WRITTEN TASK
Rescale the rows from the line with "form: [151, 73]." through the end of the rows, rewriting them with the requests included. Multiply each pixel coordinate in the answers by 2.4 and round to whole numbers, halves up, leaving the numbers in the requests and their format samples unchanged.

—————

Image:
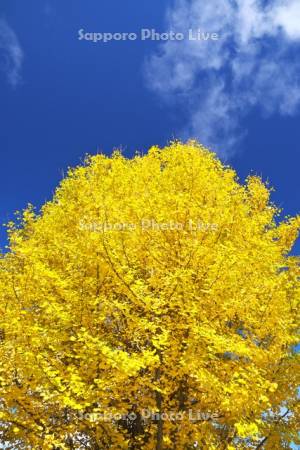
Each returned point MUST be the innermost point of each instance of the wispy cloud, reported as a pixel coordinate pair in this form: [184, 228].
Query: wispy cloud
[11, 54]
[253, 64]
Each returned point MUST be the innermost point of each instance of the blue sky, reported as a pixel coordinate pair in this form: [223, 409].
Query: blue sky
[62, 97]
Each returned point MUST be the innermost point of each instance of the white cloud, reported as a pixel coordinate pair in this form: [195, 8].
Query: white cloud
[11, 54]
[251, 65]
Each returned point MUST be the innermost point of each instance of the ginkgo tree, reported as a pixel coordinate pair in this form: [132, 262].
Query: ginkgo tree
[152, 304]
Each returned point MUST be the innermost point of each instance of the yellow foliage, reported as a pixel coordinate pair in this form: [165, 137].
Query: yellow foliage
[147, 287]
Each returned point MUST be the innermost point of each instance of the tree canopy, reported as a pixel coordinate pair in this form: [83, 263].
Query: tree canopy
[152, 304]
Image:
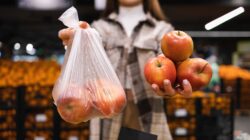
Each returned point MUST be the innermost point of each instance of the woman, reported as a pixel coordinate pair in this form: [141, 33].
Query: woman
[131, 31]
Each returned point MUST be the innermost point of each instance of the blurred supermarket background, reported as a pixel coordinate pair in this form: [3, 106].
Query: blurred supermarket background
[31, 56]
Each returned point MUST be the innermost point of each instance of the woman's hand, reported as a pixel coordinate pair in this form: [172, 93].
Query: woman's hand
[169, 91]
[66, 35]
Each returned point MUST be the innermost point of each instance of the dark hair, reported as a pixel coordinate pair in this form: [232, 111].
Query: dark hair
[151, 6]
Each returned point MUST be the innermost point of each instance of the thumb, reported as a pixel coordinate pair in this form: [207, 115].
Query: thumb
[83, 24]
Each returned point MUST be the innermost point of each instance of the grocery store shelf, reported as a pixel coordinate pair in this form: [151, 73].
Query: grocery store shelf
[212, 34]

—————

COMPLETED EXERCISE
Each returned point MUST be the innermost point of each instance of the grocery store shelf, reported as a pixel coordinate pair in this form: [151, 73].
Query: grocery store shelf
[509, 82]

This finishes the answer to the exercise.